What to produce – Lift every line from the entries that includes the word "coral".
─── Input data ───
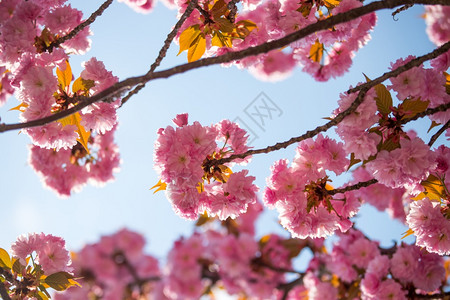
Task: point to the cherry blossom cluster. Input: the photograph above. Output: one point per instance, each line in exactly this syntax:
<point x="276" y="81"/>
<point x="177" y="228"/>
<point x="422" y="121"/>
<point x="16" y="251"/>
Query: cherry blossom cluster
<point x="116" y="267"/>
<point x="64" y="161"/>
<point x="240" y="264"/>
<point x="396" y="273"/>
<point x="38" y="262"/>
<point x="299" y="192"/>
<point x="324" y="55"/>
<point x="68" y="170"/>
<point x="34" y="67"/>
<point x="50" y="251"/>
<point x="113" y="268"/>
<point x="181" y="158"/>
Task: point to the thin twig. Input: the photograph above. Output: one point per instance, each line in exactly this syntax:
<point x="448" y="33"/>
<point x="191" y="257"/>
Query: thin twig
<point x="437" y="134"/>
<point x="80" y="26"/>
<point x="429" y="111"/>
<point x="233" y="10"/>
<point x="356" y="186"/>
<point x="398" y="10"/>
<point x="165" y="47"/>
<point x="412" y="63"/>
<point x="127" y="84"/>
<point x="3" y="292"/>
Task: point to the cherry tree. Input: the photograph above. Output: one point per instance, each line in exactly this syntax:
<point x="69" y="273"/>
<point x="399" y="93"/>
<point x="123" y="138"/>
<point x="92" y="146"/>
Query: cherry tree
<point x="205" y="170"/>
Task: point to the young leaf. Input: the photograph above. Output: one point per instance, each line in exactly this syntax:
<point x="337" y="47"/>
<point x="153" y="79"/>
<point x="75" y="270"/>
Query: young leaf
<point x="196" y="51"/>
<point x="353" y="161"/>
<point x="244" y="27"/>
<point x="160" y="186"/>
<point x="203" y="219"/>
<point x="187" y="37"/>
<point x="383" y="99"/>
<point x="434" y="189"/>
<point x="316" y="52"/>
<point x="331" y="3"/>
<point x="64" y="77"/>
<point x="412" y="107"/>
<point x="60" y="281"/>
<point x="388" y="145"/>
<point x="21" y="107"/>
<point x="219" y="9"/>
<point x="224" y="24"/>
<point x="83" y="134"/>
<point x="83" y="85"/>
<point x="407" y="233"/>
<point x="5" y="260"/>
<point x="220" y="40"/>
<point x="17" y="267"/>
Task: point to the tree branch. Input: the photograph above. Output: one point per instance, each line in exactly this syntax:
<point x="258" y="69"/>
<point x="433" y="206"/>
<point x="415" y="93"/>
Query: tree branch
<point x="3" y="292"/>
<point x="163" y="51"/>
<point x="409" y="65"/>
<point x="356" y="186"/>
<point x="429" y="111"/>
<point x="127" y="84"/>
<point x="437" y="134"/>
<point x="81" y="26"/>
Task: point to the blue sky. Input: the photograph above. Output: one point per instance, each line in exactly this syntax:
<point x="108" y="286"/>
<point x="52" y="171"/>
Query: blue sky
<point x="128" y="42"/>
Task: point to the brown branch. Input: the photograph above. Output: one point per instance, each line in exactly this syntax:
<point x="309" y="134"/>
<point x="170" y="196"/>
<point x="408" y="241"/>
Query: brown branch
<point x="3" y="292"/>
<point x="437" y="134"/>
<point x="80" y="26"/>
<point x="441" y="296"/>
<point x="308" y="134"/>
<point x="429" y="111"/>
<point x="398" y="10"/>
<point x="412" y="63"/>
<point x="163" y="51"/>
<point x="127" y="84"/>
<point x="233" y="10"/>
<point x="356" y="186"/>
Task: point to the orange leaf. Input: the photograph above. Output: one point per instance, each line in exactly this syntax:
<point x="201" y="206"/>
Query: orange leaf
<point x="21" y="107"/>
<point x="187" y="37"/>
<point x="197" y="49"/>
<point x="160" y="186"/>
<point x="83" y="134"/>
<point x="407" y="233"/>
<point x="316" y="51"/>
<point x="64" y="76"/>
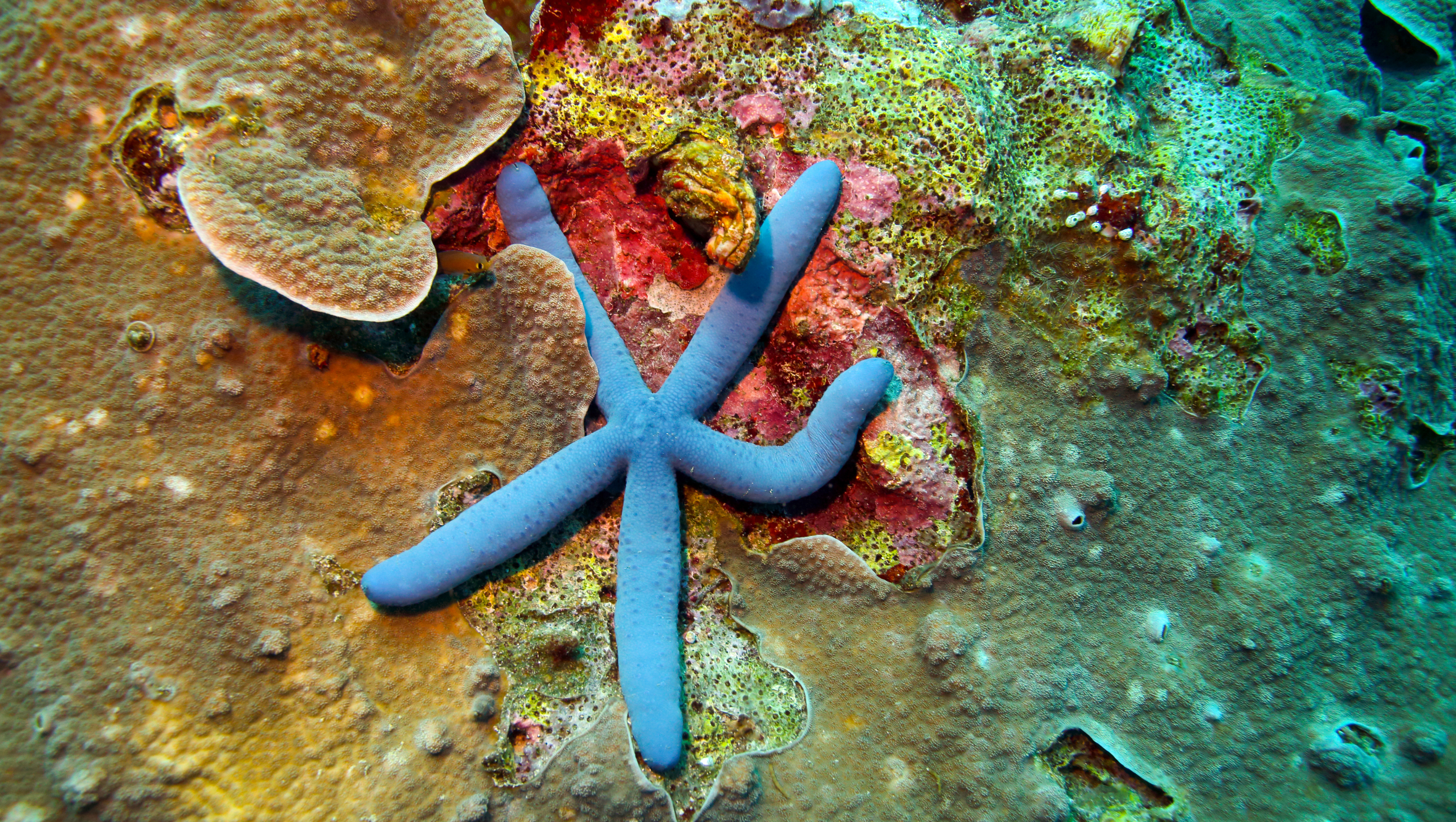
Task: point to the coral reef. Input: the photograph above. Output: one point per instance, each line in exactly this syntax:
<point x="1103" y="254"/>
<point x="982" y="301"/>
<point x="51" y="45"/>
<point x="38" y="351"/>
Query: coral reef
───
Worked solution –
Task: point to the coral reef. Input: the photograph above. Output: one point per instance, each line in exactly this syntax:
Query: coral reef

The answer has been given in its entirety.